>>

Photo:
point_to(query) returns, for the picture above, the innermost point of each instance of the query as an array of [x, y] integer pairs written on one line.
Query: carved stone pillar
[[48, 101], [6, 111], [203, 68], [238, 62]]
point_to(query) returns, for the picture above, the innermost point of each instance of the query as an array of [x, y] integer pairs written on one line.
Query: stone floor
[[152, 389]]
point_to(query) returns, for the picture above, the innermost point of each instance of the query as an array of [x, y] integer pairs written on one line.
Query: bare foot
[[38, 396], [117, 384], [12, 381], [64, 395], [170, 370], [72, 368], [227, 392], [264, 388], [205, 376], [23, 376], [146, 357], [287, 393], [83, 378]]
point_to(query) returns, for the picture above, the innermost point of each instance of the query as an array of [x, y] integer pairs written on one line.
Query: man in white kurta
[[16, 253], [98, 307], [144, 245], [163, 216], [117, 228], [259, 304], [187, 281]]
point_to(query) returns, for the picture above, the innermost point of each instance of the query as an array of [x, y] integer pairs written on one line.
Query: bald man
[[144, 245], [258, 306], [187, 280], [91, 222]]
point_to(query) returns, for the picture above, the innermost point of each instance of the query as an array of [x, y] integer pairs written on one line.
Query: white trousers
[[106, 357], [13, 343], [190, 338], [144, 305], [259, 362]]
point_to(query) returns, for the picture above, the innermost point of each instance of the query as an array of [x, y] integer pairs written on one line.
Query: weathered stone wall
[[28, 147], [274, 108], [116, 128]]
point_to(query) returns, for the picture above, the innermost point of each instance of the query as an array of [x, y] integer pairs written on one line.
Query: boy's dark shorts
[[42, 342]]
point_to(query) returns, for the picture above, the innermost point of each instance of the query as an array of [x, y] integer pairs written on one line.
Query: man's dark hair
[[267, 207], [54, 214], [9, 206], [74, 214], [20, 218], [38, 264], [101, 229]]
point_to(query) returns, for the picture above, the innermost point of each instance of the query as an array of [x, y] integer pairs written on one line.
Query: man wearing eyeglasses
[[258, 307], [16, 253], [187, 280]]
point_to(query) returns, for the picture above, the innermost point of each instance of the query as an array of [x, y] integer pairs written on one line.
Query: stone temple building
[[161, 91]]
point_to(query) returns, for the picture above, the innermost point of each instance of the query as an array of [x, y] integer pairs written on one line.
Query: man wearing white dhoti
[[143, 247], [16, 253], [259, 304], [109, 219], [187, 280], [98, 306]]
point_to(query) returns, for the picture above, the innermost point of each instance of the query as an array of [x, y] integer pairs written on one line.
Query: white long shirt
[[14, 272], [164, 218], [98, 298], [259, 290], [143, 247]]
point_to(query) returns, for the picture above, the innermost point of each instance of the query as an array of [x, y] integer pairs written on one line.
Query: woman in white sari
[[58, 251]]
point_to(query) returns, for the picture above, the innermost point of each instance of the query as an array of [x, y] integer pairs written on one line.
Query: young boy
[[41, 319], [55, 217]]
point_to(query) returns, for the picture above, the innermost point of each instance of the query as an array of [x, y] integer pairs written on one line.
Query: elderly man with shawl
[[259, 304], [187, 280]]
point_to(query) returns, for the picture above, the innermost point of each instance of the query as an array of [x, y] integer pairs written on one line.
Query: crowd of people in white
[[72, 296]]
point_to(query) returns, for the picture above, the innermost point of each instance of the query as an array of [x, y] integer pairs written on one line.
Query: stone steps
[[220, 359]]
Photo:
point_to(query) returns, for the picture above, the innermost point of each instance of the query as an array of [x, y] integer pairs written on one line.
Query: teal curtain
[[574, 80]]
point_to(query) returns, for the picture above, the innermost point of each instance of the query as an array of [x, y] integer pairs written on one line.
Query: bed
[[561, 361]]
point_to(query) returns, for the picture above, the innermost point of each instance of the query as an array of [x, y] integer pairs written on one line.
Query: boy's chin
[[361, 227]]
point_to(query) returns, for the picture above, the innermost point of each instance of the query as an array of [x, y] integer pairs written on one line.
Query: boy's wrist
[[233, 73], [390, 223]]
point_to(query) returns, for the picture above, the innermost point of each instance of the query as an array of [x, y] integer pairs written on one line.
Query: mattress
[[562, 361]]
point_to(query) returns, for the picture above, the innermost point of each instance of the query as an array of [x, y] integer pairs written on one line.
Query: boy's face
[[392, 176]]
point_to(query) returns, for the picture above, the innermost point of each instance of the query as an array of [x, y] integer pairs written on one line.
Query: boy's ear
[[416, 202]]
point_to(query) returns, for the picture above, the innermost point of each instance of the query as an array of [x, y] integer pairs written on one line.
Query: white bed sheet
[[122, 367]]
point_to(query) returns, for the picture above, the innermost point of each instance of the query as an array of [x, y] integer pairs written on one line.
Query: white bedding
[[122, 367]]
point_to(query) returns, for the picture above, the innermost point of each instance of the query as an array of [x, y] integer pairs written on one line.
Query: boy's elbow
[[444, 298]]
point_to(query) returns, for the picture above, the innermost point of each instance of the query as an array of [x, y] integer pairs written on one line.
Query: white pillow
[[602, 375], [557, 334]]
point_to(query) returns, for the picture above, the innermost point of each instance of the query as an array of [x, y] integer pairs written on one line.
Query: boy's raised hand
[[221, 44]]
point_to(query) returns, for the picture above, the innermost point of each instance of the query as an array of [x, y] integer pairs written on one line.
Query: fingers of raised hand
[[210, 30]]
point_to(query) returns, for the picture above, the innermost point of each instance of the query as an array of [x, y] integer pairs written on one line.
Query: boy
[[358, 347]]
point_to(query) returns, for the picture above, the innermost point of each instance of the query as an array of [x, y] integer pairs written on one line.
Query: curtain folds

<<
>>

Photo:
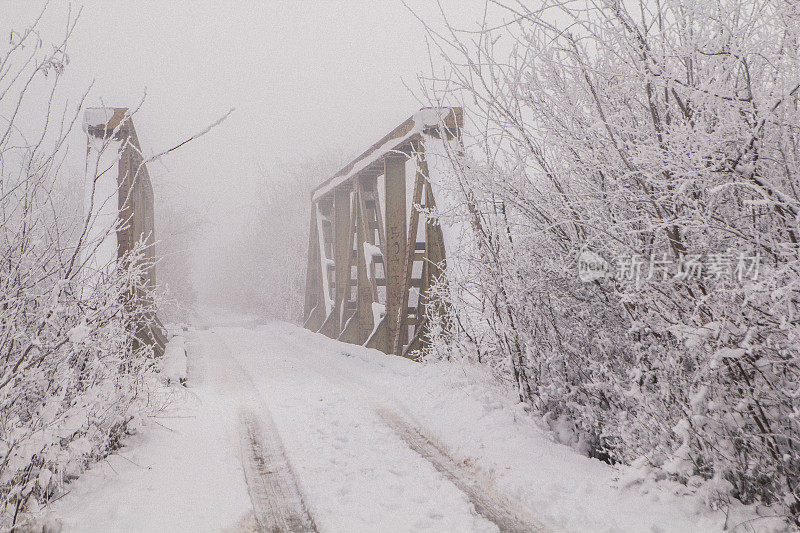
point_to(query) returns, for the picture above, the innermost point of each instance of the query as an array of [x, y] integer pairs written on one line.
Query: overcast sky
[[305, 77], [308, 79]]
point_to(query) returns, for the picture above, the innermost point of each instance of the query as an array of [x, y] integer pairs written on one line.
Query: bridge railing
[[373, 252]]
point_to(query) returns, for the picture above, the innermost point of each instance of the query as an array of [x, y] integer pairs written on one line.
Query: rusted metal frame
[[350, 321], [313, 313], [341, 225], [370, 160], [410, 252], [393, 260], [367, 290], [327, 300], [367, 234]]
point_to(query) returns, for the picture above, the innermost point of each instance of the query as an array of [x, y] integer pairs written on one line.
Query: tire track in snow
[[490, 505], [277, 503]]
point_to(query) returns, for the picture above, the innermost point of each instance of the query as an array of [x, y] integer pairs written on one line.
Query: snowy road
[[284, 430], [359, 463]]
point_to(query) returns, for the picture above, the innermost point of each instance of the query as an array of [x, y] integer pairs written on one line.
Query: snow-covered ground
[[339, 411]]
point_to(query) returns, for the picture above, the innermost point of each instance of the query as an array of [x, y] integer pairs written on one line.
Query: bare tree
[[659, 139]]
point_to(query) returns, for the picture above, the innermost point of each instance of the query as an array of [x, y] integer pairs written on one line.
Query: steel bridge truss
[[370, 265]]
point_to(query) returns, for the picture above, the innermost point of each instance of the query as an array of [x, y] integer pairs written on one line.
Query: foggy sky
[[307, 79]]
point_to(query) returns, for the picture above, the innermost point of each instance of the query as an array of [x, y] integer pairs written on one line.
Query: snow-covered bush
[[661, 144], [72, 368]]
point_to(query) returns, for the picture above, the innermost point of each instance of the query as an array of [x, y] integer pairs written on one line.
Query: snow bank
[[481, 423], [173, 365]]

<<

*Stated task*
Show each line above that contains the string "hand", copying it in full. Treat case as significant.

*Reply*
Query: boy's raised hand
Query: fingers of raised hand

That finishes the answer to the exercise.